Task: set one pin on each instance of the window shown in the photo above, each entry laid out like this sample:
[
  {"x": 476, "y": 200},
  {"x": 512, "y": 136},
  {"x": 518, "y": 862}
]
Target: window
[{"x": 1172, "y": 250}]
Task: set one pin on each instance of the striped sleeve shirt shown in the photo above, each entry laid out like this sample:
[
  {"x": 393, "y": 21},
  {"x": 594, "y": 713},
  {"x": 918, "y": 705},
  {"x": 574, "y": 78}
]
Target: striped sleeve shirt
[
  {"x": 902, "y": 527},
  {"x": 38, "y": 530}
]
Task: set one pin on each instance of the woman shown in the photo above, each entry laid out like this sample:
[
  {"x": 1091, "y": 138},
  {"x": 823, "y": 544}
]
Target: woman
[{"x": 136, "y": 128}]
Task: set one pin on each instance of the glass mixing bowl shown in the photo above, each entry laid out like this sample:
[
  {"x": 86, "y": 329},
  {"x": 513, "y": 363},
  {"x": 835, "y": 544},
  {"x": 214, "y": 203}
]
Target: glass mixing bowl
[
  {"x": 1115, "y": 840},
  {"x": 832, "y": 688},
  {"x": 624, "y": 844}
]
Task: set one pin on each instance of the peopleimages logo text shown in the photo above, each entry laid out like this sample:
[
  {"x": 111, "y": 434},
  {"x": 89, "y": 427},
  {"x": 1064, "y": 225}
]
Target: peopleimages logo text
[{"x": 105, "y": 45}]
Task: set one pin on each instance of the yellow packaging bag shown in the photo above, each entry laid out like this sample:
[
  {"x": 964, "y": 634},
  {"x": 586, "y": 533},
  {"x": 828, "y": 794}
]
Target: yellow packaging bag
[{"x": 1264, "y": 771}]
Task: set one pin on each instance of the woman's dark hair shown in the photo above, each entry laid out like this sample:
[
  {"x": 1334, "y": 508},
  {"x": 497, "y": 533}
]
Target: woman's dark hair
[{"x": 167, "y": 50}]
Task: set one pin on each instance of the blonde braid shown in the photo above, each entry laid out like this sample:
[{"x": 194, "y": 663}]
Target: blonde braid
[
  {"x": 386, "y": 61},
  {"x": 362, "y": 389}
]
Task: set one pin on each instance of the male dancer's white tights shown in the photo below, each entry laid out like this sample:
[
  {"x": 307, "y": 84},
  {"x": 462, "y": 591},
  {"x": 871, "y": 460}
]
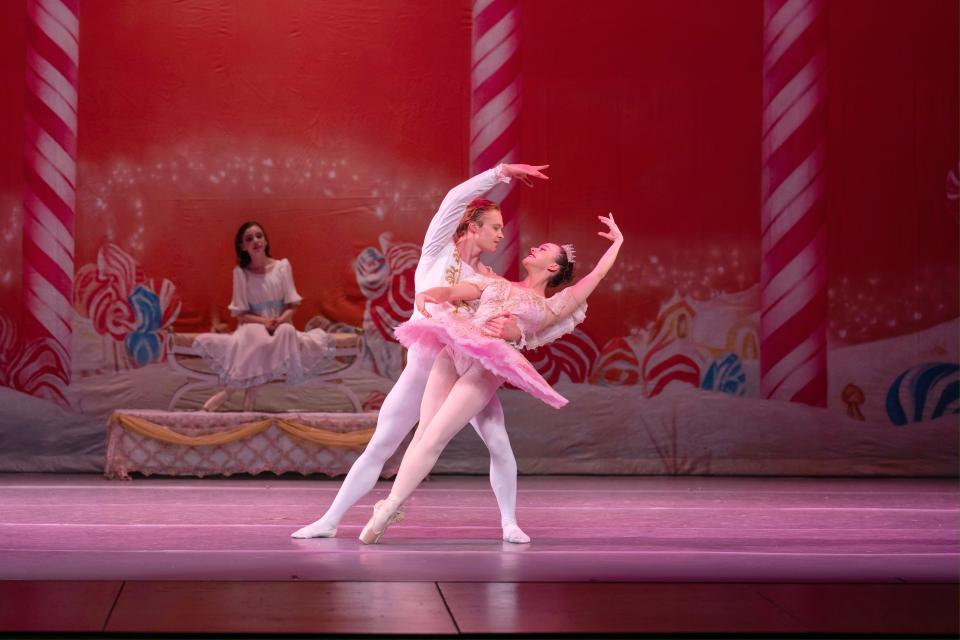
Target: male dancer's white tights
[{"x": 399, "y": 413}]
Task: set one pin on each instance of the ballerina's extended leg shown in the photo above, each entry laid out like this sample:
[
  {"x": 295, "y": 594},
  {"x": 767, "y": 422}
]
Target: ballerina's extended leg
[
  {"x": 397, "y": 416},
  {"x": 470, "y": 394}
]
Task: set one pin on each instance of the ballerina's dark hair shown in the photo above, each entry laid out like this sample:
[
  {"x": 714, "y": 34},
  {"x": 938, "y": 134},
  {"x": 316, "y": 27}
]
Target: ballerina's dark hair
[
  {"x": 565, "y": 273},
  {"x": 474, "y": 213},
  {"x": 243, "y": 258}
]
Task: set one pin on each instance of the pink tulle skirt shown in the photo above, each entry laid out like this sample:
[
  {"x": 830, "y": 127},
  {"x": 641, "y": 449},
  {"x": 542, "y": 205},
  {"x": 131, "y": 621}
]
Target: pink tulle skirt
[{"x": 494, "y": 355}]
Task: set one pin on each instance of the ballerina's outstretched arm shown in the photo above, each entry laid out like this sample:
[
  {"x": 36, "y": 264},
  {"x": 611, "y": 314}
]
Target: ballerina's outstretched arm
[{"x": 582, "y": 289}]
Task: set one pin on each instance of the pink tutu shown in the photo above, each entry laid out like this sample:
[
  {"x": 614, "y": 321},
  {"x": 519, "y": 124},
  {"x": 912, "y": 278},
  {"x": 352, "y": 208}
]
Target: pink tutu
[{"x": 495, "y": 355}]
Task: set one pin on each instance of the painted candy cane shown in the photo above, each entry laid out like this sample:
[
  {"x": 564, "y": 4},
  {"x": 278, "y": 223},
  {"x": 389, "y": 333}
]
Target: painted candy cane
[
  {"x": 793, "y": 356},
  {"x": 495, "y": 113},
  {"x": 50, "y": 153}
]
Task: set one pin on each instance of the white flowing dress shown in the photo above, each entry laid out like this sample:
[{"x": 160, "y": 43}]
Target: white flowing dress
[{"x": 250, "y": 356}]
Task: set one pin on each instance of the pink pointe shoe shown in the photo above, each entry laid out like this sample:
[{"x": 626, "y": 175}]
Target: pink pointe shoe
[{"x": 382, "y": 518}]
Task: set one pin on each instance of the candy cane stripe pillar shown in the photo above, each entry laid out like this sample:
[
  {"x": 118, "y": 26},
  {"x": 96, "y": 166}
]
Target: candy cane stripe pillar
[
  {"x": 50, "y": 153},
  {"x": 793, "y": 321},
  {"x": 495, "y": 110}
]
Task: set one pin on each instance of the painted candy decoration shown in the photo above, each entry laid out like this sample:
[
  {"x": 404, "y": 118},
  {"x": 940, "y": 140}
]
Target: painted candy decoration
[
  {"x": 386, "y": 278},
  {"x": 617, "y": 365},
  {"x": 671, "y": 357},
  {"x": 726, "y": 375},
  {"x": 853, "y": 397},
  {"x": 123, "y": 304},
  {"x": 925, "y": 392},
  {"x": 144, "y": 344},
  {"x": 573, "y": 355}
]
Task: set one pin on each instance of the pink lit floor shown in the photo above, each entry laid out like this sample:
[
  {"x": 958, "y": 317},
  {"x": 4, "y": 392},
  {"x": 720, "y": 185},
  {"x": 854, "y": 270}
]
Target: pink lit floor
[{"x": 609, "y": 555}]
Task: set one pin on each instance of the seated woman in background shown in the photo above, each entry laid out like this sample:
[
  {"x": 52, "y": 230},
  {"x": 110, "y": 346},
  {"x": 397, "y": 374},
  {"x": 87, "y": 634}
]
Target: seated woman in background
[{"x": 265, "y": 345}]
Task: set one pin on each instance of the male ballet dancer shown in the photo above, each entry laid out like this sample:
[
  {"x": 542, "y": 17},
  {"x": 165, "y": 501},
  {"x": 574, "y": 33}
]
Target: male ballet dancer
[{"x": 463, "y": 228}]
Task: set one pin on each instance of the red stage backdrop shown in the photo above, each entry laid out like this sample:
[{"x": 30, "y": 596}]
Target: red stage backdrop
[{"x": 340, "y": 125}]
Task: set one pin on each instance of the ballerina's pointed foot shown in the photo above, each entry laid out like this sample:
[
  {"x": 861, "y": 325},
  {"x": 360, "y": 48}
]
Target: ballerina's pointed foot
[
  {"x": 513, "y": 533},
  {"x": 318, "y": 529},
  {"x": 384, "y": 514},
  {"x": 216, "y": 401}
]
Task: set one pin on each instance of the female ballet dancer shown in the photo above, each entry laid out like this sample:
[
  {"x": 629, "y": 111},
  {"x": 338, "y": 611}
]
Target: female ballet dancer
[
  {"x": 464, "y": 227},
  {"x": 470, "y": 367},
  {"x": 265, "y": 345}
]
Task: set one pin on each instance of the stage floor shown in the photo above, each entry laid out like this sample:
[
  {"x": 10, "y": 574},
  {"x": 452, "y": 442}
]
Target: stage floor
[{"x": 774, "y": 542}]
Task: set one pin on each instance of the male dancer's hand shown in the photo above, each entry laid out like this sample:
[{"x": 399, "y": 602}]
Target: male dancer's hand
[
  {"x": 421, "y": 301},
  {"x": 523, "y": 172},
  {"x": 503, "y": 327}
]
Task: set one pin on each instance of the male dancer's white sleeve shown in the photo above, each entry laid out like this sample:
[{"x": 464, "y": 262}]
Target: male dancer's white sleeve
[{"x": 437, "y": 251}]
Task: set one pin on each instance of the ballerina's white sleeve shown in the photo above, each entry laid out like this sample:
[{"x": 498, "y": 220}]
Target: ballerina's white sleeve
[
  {"x": 239, "y": 304},
  {"x": 566, "y": 315}
]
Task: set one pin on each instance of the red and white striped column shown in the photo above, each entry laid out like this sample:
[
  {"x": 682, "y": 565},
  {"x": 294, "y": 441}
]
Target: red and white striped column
[
  {"x": 793, "y": 321},
  {"x": 495, "y": 112},
  {"x": 50, "y": 154}
]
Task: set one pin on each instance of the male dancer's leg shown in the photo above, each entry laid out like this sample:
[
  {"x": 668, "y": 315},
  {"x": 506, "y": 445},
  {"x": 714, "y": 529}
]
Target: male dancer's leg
[
  {"x": 468, "y": 396},
  {"x": 398, "y": 415},
  {"x": 489, "y": 424}
]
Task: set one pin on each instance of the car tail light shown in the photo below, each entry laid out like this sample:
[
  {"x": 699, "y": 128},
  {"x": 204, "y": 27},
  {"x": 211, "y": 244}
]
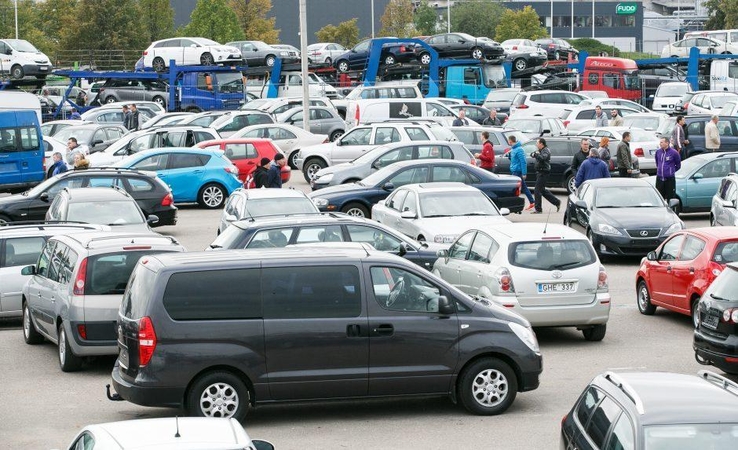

....................

**Stated problem:** Copy everything from the line containing "Task: set one pin on each instance of the ballerina's white" down through the end of the rows, substituting "striped pole" for "striped column" and keeping all else unchanged. Give only those lines, leaving the pictures out.

**Completed task:**
Task: set one pin on each instance of the ballerina's white sleeve shown in the photo above, each entry laid out like this sample:
[{"x": 498, "y": 220}]
Target: ballerina's white sleeve
[
  {"x": 239, "y": 304},
  {"x": 566, "y": 315}
]
Task: set one pin on each instance of the red and white striped pole shown in the photo above, each entry laid out like this sample:
[
  {"x": 682, "y": 565},
  {"x": 294, "y": 441}
]
Target: red and white striped pole
[
  {"x": 793, "y": 321},
  {"x": 495, "y": 112},
  {"x": 50, "y": 154}
]
Task: set one pin on each instance of the male dancer's leg shown in the photo above, each entry laid out like this sample:
[
  {"x": 668, "y": 315},
  {"x": 506, "y": 445},
  {"x": 714, "y": 529}
]
Target: male dancer's leg
[
  {"x": 468, "y": 396},
  {"x": 398, "y": 415},
  {"x": 489, "y": 424}
]
Task: set one pin on each instance of the car tail light shown in the photo below, each entry laid out like this sample:
[
  {"x": 699, "y": 128},
  {"x": 204, "y": 27},
  {"x": 211, "y": 244}
]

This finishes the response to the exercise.